----- Given entries -----

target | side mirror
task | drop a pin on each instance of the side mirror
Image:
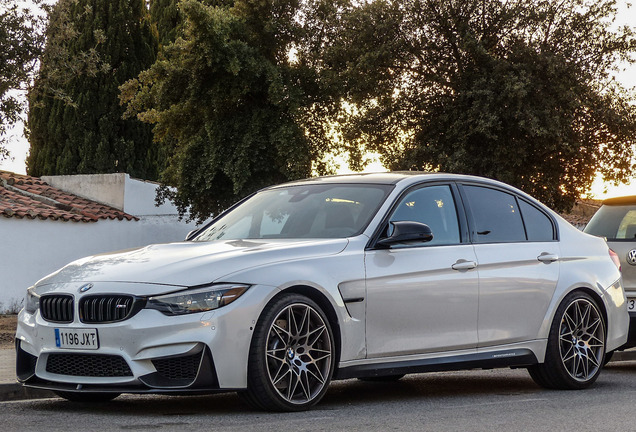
(191, 234)
(407, 232)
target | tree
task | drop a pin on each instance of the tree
(20, 45)
(75, 120)
(234, 107)
(164, 14)
(520, 91)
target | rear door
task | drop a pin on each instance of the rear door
(518, 256)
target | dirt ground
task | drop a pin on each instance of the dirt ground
(7, 330)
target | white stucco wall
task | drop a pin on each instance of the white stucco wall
(31, 249)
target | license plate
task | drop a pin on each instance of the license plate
(76, 338)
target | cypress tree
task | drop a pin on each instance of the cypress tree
(75, 118)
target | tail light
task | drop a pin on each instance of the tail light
(615, 259)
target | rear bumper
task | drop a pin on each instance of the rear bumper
(631, 336)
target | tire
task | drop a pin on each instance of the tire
(292, 356)
(385, 378)
(86, 397)
(576, 345)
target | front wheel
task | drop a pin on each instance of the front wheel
(291, 357)
(576, 345)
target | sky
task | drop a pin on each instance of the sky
(19, 147)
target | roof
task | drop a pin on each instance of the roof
(23, 196)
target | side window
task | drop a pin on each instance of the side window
(538, 225)
(496, 216)
(434, 206)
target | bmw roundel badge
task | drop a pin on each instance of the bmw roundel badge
(85, 287)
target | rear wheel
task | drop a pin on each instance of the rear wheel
(291, 357)
(86, 396)
(576, 345)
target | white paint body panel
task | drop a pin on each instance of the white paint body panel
(386, 305)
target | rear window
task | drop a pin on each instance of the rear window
(614, 223)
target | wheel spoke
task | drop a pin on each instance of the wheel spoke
(299, 356)
(582, 339)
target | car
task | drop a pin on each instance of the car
(616, 222)
(369, 276)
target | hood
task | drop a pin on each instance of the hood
(189, 263)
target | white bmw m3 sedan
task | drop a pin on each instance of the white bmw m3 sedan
(363, 276)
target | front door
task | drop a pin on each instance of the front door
(423, 298)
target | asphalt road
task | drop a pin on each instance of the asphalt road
(500, 400)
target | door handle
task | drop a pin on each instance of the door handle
(548, 257)
(463, 264)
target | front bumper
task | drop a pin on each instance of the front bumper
(148, 353)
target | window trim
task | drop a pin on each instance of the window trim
(459, 210)
(472, 223)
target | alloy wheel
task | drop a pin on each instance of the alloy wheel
(298, 353)
(582, 339)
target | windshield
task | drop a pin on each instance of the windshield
(614, 223)
(303, 211)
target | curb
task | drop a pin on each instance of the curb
(14, 392)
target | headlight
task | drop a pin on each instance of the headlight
(196, 300)
(32, 301)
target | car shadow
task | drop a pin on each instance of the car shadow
(345, 394)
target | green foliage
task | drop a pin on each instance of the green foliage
(520, 90)
(20, 45)
(231, 109)
(75, 121)
(164, 14)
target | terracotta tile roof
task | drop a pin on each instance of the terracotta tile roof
(29, 197)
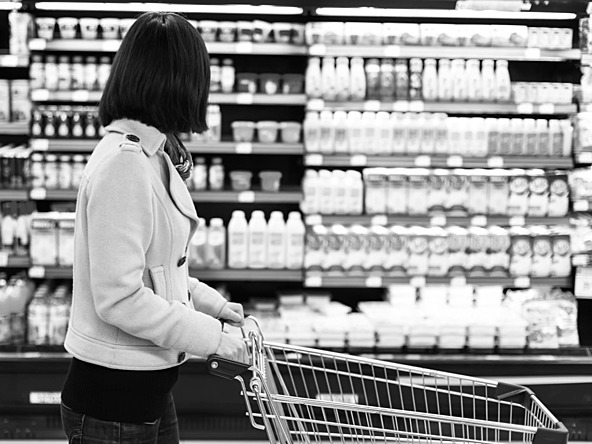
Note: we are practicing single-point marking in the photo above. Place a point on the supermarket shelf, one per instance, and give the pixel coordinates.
(526, 54)
(247, 275)
(476, 108)
(14, 128)
(281, 197)
(434, 220)
(425, 161)
(79, 45)
(377, 280)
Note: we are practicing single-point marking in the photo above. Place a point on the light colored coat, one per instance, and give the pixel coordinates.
(134, 305)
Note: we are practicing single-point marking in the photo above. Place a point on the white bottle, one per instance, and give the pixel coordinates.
(294, 241)
(257, 240)
(314, 84)
(342, 79)
(276, 241)
(238, 240)
(503, 86)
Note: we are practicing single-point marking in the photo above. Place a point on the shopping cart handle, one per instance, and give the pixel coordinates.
(225, 368)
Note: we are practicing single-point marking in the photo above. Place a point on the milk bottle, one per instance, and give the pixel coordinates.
(276, 241)
(257, 240)
(294, 241)
(238, 240)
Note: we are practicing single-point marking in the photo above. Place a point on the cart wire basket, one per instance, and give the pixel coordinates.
(305, 395)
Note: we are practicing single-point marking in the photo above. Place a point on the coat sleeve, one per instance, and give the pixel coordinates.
(120, 229)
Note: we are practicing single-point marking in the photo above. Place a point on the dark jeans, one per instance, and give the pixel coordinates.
(83, 429)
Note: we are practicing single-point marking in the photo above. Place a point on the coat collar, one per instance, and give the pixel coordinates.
(151, 139)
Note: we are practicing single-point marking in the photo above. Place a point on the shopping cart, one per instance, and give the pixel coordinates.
(300, 394)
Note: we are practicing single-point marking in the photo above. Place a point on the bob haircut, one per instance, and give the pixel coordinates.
(160, 76)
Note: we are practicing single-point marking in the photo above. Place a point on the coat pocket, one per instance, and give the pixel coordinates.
(158, 281)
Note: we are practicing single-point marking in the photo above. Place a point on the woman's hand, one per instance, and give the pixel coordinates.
(232, 314)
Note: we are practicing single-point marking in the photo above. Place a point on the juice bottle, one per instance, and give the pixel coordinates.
(276, 241)
(294, 241)
(238, 240)
(216, 244)
(257, 240)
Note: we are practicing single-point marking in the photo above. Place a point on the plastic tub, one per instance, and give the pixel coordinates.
(243, 131)
(269, 83)
(241, 180)
(267, 131)
(270, 180)
(290, 132)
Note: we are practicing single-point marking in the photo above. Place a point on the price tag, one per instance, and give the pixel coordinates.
(37, 272)
(423, 161)
(525, 108)
(244, 48)
(38, 193)
(40, 95)
(517, 221)
(454, 161)
(358, 160)
(479, 221)
(374, 281)
(318, 50)
(393, 51)
(244, 148)
(401, 106)
(495, 162)
(314, 219)
(40, 144)
(246, 197)
(80, 96)
(418, 281)
(314, 159)
(379, 219)
(37, 44)
(244, 98)
(522, 282)
(547, 108)
(372, 105)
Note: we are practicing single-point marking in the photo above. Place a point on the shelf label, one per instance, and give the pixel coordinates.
(479, 221)
(243, 148)
(522, 282)
(379, 219)
(374, 281)
(372, 105)
(423, 161)
(317, 50)
(314, 159)
(244, 98)
(45, 398)
(38, 193)
(358, 160)
(454, 161)
(495, 162)
(246, 197)
(37, 272)
(418, 281)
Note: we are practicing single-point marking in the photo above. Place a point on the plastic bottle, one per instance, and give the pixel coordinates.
(276, 241)
(294, 241)
(313, 81)
(430, 81)
(503, 86)
(216, 246)
(238, 240)
(257, 240)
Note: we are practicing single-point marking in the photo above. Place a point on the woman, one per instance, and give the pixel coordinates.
(136, 314)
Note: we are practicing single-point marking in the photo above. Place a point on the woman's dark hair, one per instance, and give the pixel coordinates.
(160, 76)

-----

-- Aim --
Transcribe every entry word for word, but omit the pictures.

-- Output for this task --
target | side mirror
task | drop a pin on each instance of the side mirror
Image:
(191, 234)
(407, 232)
target | tree
task | drop a pin on each instance of the tree
(20, 45)
(75, 120)
(234, 107)
(164, 14)
(520, 91)
target | rear door
task | drop a pin on each instance of the rear door
(518, 256)
target | dirt ground
task | drop a pin on each instance of the dirt ground
(7, 330)
target | white stucco wall
task | drop a pin on each instance of the white stucco wall
(31, 249)
target | license plate
task | drop a pin on each instance of the license plate
(76, 338)
target | cypress tree
task | drop a pin on each instance of the cypress tree
(75, 118)
target | tail light
task | drop a pin on each instance of the tail light
(615, 259)
target | rear bumper
task | drop a pin on each instance of the rear bumper
(631, 336)
target | tire
task | drop a pin on each instance of the tire
(292, 356)
(385, 378)
(86, 397)
(576, 345)
target | front wheel
task | drop a pin on each instance of the front wheel
(291, 357)
(576, 345)
target | sky
task | drop a pin on each instance of the sky
(19, 147)
target | roof
task | drop a pin on each instance of the roof
(23, 196)
target | side window
task | drop a pin on each instance of the side window
(538, 225)
(496, 216)
(434, 206)
target | bmw roundel badge
task | drop a pin on each instance of the bmw roundel badge
(85, 287)
target | rear wheel
task | drop a pin on each instance of the rear wheel
(291, 357)
(86, 396)
(576, 345)
target | white paint body panel
task | drop a pin on each instance of the white paint body panel
(386, 305)
target | rear window
task | drop a pin on each instance of the rear window
(614, 223)
target | wheel spoke
task | drop a pin on each instance of the wheel spoke
(299, 356)
(582, 339)
target | car
task | drop a pin on each instance of the car
(616, 222)
(369, 276)
target | hood
task | drop a pin on each instance of the hood
(189, 263)
target | white bmw m3 sedan
task | drop a pin on each instance of the white bmw m3 sedan
(363, 276)
target | front door
task | drop a pin on each instance of the front door
(423, 298)
target | asphalt road
task | drop a pin on each instance of the asphalt road
(500, 400)
target | door handle
task | drop a pin on each instance of the door handle
(548, 257)
(463, 264)
target | front bumper
task | drop a pin on each instance of the front bumper
(148, 353)
target | window trim
task | drop a pin on each instance of the window trim
(459, 210)
(472, 223)
target | alloy wheel
task | drop a pin on each instance of the alloy wheel
(298, 353)
(582, 339)
target | windshield
task | drop a pin on each instance of the windshield
(614, 223)
(303, 211)
target | curb
task | drop a pin on each instance of the curb
(14, 392)
target | headlight
task | drop a pin on each instance of the headlight
(196, 300)
(32, 301)
target | car shadow
task | drop a pin on each instance of the car shadow
(345, 394)
target | green foliage
task | drop a pin on each instance of the green foliage
(520, 90)
(20, 45)
(231, 109)
(75, 121)
(164, 14)
target | terracotta tile roof
task | drop a pin on each instance of the terracotta tile roof
(29, 197)
Note: we are practicing single-point marking in the photo above. Place a point on the supermarket shelf, one per instance, and give the pixel coordinates.
(526, 54)
(247, 275)
(476, 108)
(14, 128)
(281, 197)
(434, 220)
(425, 161)
(79, 45)
(377, 280)
Note: we are practicing single-point marking in the photo above. Place a point on the light colored coat, one per instance, and give the pixel coordinates.
(134, 305)
Note: we are practicing single-point marking in the photo above. Place a point on the white bottle, one per instance, and give the pixel coordinates.
(294, 241)
(257, 240)
(314, 84)
(342, 79)
(276, 241)
(238, 240)
(503, 86)
Note: we are practicing single-point marking in the photo above. Place a point on the shopping cart handle, one per instance, and give the pixel coordinates.
(225, 368)
Note: we are practicing single-point marking in the photo above. Place a point on the milk bottle, one per instance, and give the pixel coordinates.
(276, 241)
(257, 240)
(294, 241)
(238, 240)
Note: we are practicing single-point marking in the photo above. Place a point on the cart wire basket, one per instance, and give the pixel coordinates.
(305, 395)
Note: we are practicing single-point marking in the photo above. Place a point on the coat sleeve, one per instance, and give the pixel coordinates.
(120, 229)
Note: we are practicing single-point marking in the photo above. Place a point on the dark jeans, one per instance, and give the pixel coordinates.
(83, 429)
Note: we are practicing single-point marking in the photo above. Place a point on the coat collar, one per instance, and give the pixel coordinates.
(151, 139)
Note: we are practicing single-point marking in the photo above. Place a point on the shopping cart, one per instance, and give the pixel coordinates.
(300, 394)
Note: we are practicing single-point marking in the photo above. Place a point on the bob haircut, one per instance, and give the pixel coordinates.
(160, 76)
Note: we are practicing single-point marking in the photo above. Place a point on the coat pocket, one per instance, and give the pixel coordinates.
(158, 281)
Note: we are practicing single-point marking in the photo above. Place a point on the woman's hand, one per instance, and give the pixel coordinates.
(232, 314)
Note: we are practicing single-point marking in the photo above. Place a point on the juice bottle, one per instance, and give the pixel coordinates.
(276, 241)
(294, 241)
(238, 240)
(216, 244)
(257, 240)
Note: we are practicing single-point marking in the photo above. Place a point on the plastic tub, one per instance, and give the pixel coordinates.
(243, 131)
(269, 83)
(241, 180)
(267, 131)
(270, 180)
(290, 132)
Note: we are practicing single-point marking in the photo above. Place a point on the price tag, one per instance, and give the pixel coordinates.
(37, 272)
(423, 161)
(525, 108)
(244, 48)
(38, 193)
(40, 95)
(517, 221)
(454, 161)
(358, 160)
(479, 221)
(374, 281)
(318, 50)
(393, 51)
(244, 148)
(401, 106)
(495, 162)
(314, 219)
(40, 144)
(246, 197)
(80, 96)
(418, 281)
(314, 159)
(379, 219)
(37, 44)
(244, 98)
(522, 282)
(547, 108)
(372, 105)
Note: we are practicing single-point marking in the photo above. Place a point on the shelf label, one per instance, and give the pixel coordinates.
(479, 221)
(243, 148)
(522, 282)
(379, 219)
(374, 281)
(372, 105)
(423, 161)
(317, 50)
(314, 159)
(244, 98)
(45, 398)
(38, 193)
(358, 160)
(454, 161)
(495, 162)
(246, 197)
(37, 272)
(418, 281)
Note: we are practicing single-point marking in the photo above. Place a point on the plastic bottle, one per instance, and give the pixel coordinates.
(276, 241)
(294, 241)
(313, 81)
(430, 81)
(503, 86)
(216, 246)
(238, 240)
(257, 240)
Note: we are practicing single-point marking in the photo above. Place a point on the woman, one per instance, and give the pixel coordinates.
(136, 314)
Note: we are practicing single-point marking in the photo above. Place a point on the woman's dark hair, one per instance, and give the pixel coordinates.
(160, 76)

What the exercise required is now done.